| TASKS FOR THIS EXERCISE |
1) Write out the neurosurgery rotation post below, everything from "Every time I" down to "to be there.".
2) Carry the blog post about starting a neurosurgery rotation further, picking up after its last sentence.

| EXCERPTED PASSAGE |
========

Sunday, May 13, 2007

The Falun Gong Show




Every time I switch over to another rotation, there's an adjustment period lasting about 1 week. Switching over to neurosurgery was no different.

I forgot that in the hospital there aren't any lockers for clerks, so I spent the whole day hauling around my tofu container of lunch in an old milk bag. I proceeded, lunch in hand, to orientation where I expected to find out where I was supposed to go and when I needed to be there.

"Neurosurgery? I don't know. You'd better find that out."

Thus concluded my orientation.

So me and my lunch wandered around the hospital, eventually making our way up to the right floor after an hour or so of shrugs and vacant expressions. The surgery for the day had already started so I waited for them to finish before I introduced myself and figured out what was supposed to happen. A few hours later, I got paged to scrub in.

In the surgical suite. I finished scrubbing and came out ready to be gowned, only to end up being told to leave because there were going to be too many people in the OR.

I returned for the next surgery and scrubbed. The nurse told me to scrub again because I didn't scrub long enough, although I scrubbed longer than the surgeon. I scrubbed again. The third scrub for my first surgery.

Gowned and gloved, the operation begun. I was told to "stand over there". I waited for something to happen. Everyone else was standing around the patient, working away steadily. Too far away to see anything, my mind began to wander. I began to get tired. My feet started hurting. Checking the clock, I realized I'd been standing for 2 hours without having seen or done anything. I was also having trouble standing up because I was falling asleep.

I rounded the rest of the day and forgot to sign my name to a bunch of patient charts.

I forgot to contact the resident to let him know I was on call with him that night.

I lost my tofu container somewhere. I hope it turns up.

========

| COLLECTED MATERIAL |
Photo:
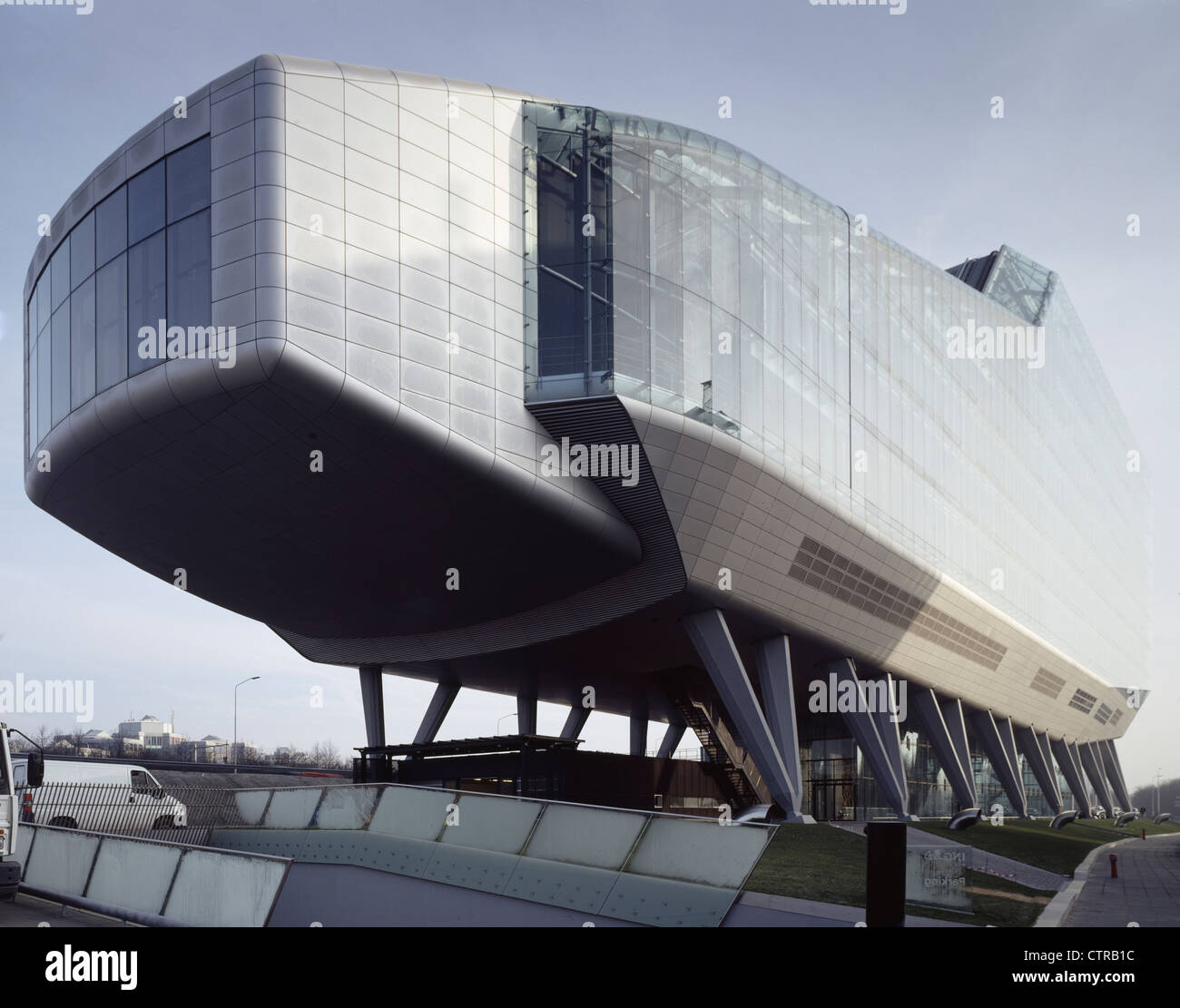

========

| RESULTS FOR EACH TASK |
1)
Every time I switch over to another rotation, there's an adjustment period lasting about 1 week. Switching over to neurosurgery was no different.

I forgot that in the hospital there aren't any lockers for clerks, so I spent the whole day hauling around my tofu container of lunch in an old milk bag. I proceeded, lunch in hand, to orientation where I expected to find out where I was supposed to go and when I needed to be there.

2)
Someone keeps paging me from all over the hospital but when I call nobody needs me. I think someone's handing out a fake pager number.

I got in a physical altercation with an old demented lady who wouldn't let me look at her surgical incision.

About the time the old lady started trying to gum me to death with her dentureless jaws, I started thinking about how much of a gong show this day was, and how there were so many times when I was really hoping Jaye P Morgan or Rip Taylor would show up and BWONGGGGGGG me out of the hospital.

Several times that day I felt like if somebody had said to me "Just go home." I would have done exactly that with no regrets. That night I was listening to the TV while looking for a new lunch container, and I realized that despite all the mistakes and stupid things that happened, I was pretty lucky. Nobody really cares if I screw up, cause it's my job. Even if somebody cares, there are probably no more than 4 people at any time who notice my particular screw up. It's not like pro sports or real game shows or being a public figure where every move and every fumble is scrutinized the world over by millions of people, videotaped, then shown again the next morning to the billions of people who didn't see it happening live by satellite feed.

The next day ended up being better. The next day always ends up being better.